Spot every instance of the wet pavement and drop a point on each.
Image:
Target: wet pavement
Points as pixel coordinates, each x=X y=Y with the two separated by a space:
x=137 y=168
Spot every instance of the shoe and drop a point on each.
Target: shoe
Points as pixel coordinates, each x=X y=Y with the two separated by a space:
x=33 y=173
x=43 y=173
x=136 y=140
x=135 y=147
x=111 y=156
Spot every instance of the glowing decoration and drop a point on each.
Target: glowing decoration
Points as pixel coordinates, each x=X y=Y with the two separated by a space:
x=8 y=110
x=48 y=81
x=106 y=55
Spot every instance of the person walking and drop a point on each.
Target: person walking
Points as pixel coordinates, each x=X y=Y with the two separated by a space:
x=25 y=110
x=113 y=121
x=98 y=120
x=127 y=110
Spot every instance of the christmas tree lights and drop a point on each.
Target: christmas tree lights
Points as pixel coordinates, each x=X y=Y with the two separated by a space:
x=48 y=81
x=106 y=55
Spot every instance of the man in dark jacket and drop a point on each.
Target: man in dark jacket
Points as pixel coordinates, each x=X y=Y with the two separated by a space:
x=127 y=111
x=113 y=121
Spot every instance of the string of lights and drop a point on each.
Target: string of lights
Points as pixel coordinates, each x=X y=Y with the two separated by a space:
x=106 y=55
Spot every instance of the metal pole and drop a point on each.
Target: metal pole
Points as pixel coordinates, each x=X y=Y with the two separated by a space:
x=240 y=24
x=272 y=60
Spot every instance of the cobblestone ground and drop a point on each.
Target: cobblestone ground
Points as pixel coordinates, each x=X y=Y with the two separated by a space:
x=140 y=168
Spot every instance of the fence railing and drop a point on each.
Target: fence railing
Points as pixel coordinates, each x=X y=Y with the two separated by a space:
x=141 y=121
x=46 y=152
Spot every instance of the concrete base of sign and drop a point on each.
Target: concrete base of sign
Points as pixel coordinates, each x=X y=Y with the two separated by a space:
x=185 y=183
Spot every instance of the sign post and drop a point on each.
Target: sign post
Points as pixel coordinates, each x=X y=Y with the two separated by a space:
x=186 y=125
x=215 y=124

[TASK OBJECTIVE]: Only the lines above from the one with "Target: cobblestone ground" through the one with "Target: sign post" should be duplicated, character for character.

[WRITTEN RESPONSE]:
Target: cobblestone ground
Points as pixel coordinates, each x=X y=Y with the two separated by a space:
x=140 y=168
Spot every instance of the fence railing and drop a point on each.
Target: fence railing
Points as pixel coordinates, each x=X y=Y with the two separated by a space:
x=141 y=121
x=46 y=152
Spot every instance of the concrete base of sign and drop a point on each.
Target: concrete base of sign
Points as pixel coordinates, each x=X y=Y with the two separated by a space:
x=185 y=183
Spot every instance of the sign post and drop a point on each.
Target: sign post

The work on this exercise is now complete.